#### [Problem set]
1. Decide whether each statement agrees with the post about adding a Hadoop datanode. Answer yes or no and quote the words of the post that settle it. (a) Machine-2 runs the same Hadoop version as machine-1. (b) Machine-2 has a single disk, mounted at /home1. (c) In the core-site.xml shown, hadoop.tmp.dir points to /home1/tmp.
2. Pick up the post about adding a Hadoop datanode after its final sentence and keep writing it.

#### [Document segment]
********************

I have installed hadoop 2.7.2 in pseudo-distributed mode(machine-1).I want to add a new datanode to it to make it as a cluster.As, but the problem is both of the machine has differnet disk partitions.
I installed same version hadoop 2.7.2 in new data node(machine-2) and also can ssh with machine-1.After googling many websites, all have common tutorials mentioning that, we have to have the same configurations files inside /etc/hadoop/ folder.
With the above said, my existing configurations in machine-1 are:
core-site.xml
<configuration>
<property>
<name>hadoop.tmp.dir</name>
<value>/home1/tmp</value>
<description>A base for other temporary directories
<property>
<name>fs.default.name</name>
<value>hdfs://CP000187:9000</value>
</property>
<property>
<name>hadoop.proxyuser.vasanth.hosts</name>
<value>*</value>
</property>
<property>
<name>hadoop.proxyuser.vasanth.groups</name>
<value>*</value>
</property>
</configuration>
hdfs-site.xml:
<configuration>
<property>
<name>dfs.replication</name>
<value>1</value>
</property>
<property>
<name>dfs.namenode.name.dir</name>
<value>file:/home1/hadoop_data/hdfs/namenode</value>
</property>
<property>
<name>dfs.datanode.data.dir</name>
<value>file:/home1/hadoop_store/hdfs/datanode</value>
</property>
<property>
<name>dfs.permissions</name>
<value>false</value>
</property>
</configuration>
/home1is a disk mounted in machine1.Machine-2 has two disk mounted namely /hdd1 and /hdd2.

********************

#### [Source material]
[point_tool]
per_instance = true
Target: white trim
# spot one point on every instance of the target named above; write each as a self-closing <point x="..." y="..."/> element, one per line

********************

#### [Exercise results]
1.
(a) Yes: "I installed same version hadoop 2.7.2 in new data node(machine-2)"
(b) No: "Machine-2 has two disk mounted namely /hdd1 and /hdd2."
(c) Yes: "<value>/home1/tmp</value>"

2.
Now, what should i specify in hdfs-site.xml on the new machine(machine-2) to make use of both hdd1 and hdd2?
should the value of dfs.data.dir of all nodes needs to be same?
Is the dfs.namenode.name.dir property required on hdfs-site.xml on machine2(since it is not a name node)?
My simplified question is it mandatory to replicate the master node configuration files in slave nodes also? Please help me out on this..